### WHAT IS REQUIRED:
Please pick out and copy every line in the items below that contains the string "positive". Case counts.

### EXERCISE INPUT:
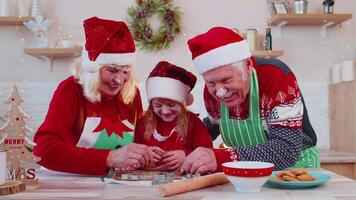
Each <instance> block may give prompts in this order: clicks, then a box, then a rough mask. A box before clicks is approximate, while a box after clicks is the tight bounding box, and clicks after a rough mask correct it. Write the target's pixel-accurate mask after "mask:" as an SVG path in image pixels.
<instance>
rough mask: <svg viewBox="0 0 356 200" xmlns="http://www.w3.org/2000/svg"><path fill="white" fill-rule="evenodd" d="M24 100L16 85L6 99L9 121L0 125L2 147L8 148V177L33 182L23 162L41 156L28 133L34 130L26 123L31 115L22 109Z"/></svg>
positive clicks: (7, 168) (9, 177) (0, 144)
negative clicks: (2, 124)
mask: <svg viewBox="0 0 356 200" xmlns="http://www.w3.org/2000/svg"><path fill="white" fill-rule="evenodd" d="M22 102H23V100H22V98H21V96H20V95H19V93H18V90H17V87H16V86H14V87H13V90H12V92H11V96H10V97H9V99H8V100H7V101H6V103H8V104H10V107H9V110H8V112H7V113H6V114H5V118H6V119H7V121H6V123H5V124H4V125H3V126H2V127H0V138H1V139H0V148H4V149H6V150H7V169H8V174H9V177H8V179H16V180H21V181H24V182H31V181H28V180H27V179H28V178H27V176H26V171H25V168H24V166H23V162H27V163H35V162H38V161H39V160H40V158H39V157H37V156H34V155H33V154H32V148H33V146H34V145H35V144H34V143H33V142H32V141H31V139H30V138H29V137H28V135H29V134H30V133H33V132H34V131H33V129H31V128H30V127H28V126H27V125H26V123H25V120H24V119H26V118H27V119H28V118H30V117H29V116H28V115H27V114H26V113H25V112H24V111H23V110H22V108H21V106H20V104H21V103H22Z"/></svg>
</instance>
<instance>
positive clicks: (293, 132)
mask: <svg viewBox="0 0 356 200" xmlns="http://www.w3.org/2000/svg"><path fill="white" fill-rule="evenodd" d="M253 64H254V68H255V70H256V72H257V76H258V85H259V103H260V114H261V118H262V122H263V125H264V129H265V131H266V135H267V138H268V142H267V143H265V144H258V145H252V146H248V147H244V148H242V147H235V148H226V149H214V152H215V156H216V159H217V162H218V163H217V164H218V170H219V171H221V170H222V168H221V164H222V163H223V162H228V161H233V160H254V161H266V162H272V163H274V164H275V167H276V169H283V168H287V167H291V166H293V164H294V163H295V162H296V161H297V159H298V155H299V153H300V152H301V151H302V150H303V149H305V148H308V147H310V146H313V145H315V144H316V136H315V132H314V130H313V128H312V127H311V125H310V122H309V120H308V116H307V111H306V108H305V105H304V100H303V98H302V95H301V92H300V89H299V87H298V83H297V80H296V78H295V76H294V74H293V73H292V72H291V71H290V69H289V68H288V66H287V65H286V64H284V63H283V62H281V61H279V60H277V59H261V58H259V59H256V60H255V59H253ZM248 102H249V99H248V98H246V99H245V101H244V102H243V103H242V104H240V105H239V106H237V107H236V108H232V109H230V118H232V119H236V120H241V119H246V118H247V117H248V113H249V112H248V111H249V110H248V109H249V108H248ZM204 103H205V107H206V109H207V112H208V114H209V116H208V118H205V119H204V123H205V124H206V125H207V127H208V128H209V132H210V134H211V135H212V137H213V138H216V137H217V135H218V134H219V128H218V126H217V123H218V120H219V119H220V106H219V103H218V102H217V101H216V100H215V99H214V98H213V97H212V96H211V95H210V93H209V92H208V90H207V88H206V87H205V89H204Z"/></svg>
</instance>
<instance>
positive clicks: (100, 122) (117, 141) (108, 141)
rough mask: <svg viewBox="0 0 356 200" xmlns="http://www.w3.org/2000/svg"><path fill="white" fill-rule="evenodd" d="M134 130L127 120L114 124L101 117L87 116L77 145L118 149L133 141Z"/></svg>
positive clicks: (112, 148) (129, 123)
mask: <svg viewBox="0 0 356 200" xmlns="http://www.w3.org/2000/svg"><path fill="white" fill-rule="evenodd" d="M133 130H134V126H133V125H132V124H131V123H130V122H128V121H127V120H124V121H118V122H117V123H114V124H113V123H111V122H110V121H108V120H103V119H102V118H100V117H87V118H86V120H85V124H84V128H83V132H82V134H81V136H80V139H79V141H78V143H77V147H84V148H96V149H111V150H113V149H117V148H120V147H123V146H126V145H127V144H130V143H133Z"/></svg>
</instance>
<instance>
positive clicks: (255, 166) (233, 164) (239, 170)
mask: <svg viewBox="0 0 356 200" xmlns="http://www.w3.org/2000/svg"><path fill="white" fill-rule="evenodd" d="M222 167H223V170H224V173H225V175H226V177H227V178H228V179H229V181H230V182H231V183H232V184H233V185H234V187H235V190H236V191H237V192H259V191H261V188H262V186H263V184H264V183H265V182H266V181H267V180H268V178H269V177H270V176H271V174H272V171H273V169H274V164H272V163H268V162H258V161H236V162H226V163H223V164H222Z"/></svg>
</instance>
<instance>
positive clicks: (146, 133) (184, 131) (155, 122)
mask: <svg viewBox="0 0 356 200" xmlns="http://www.w3.org/2000/svg"><path fill="white" fill-rule="evenodd" d="M151 102H152V101H151ZM151 102H150V105H149V106H148V109H147V111H146V112H145V114H144V116H143V117H144V122H145V133H144V138H145V139H146V140H147V141H149V140H150V138H151V135H152V133H153V131H154V129H155V128H156V125H157V115H156V114H155V113H154V111H153V106H152V103H151ZM179 105H180V106H181V112H180V113H179V114H178V116H177V125H176V131H177V133H178V135H179V136H181V137H182V138H185V137H186V136H187V132H188V111H187V109H186V107H185V106H184V105H183V104H181V103H179Z"/></svg>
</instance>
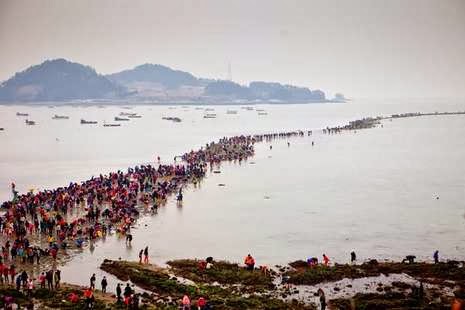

### THE COMPLETED TASK:
positive clicks: (7, 168) (9, 177) (0, 144)
positive clicks: (293, 132)
positive clicks: (100, 122) (117, 141) (108, 141)
positive clicks: (112, 148) (129, 123)
positive clicks: (255, 166) (233, 164) (239, 170)
positive clicks: (146, 133) (184, 131) (155, 122)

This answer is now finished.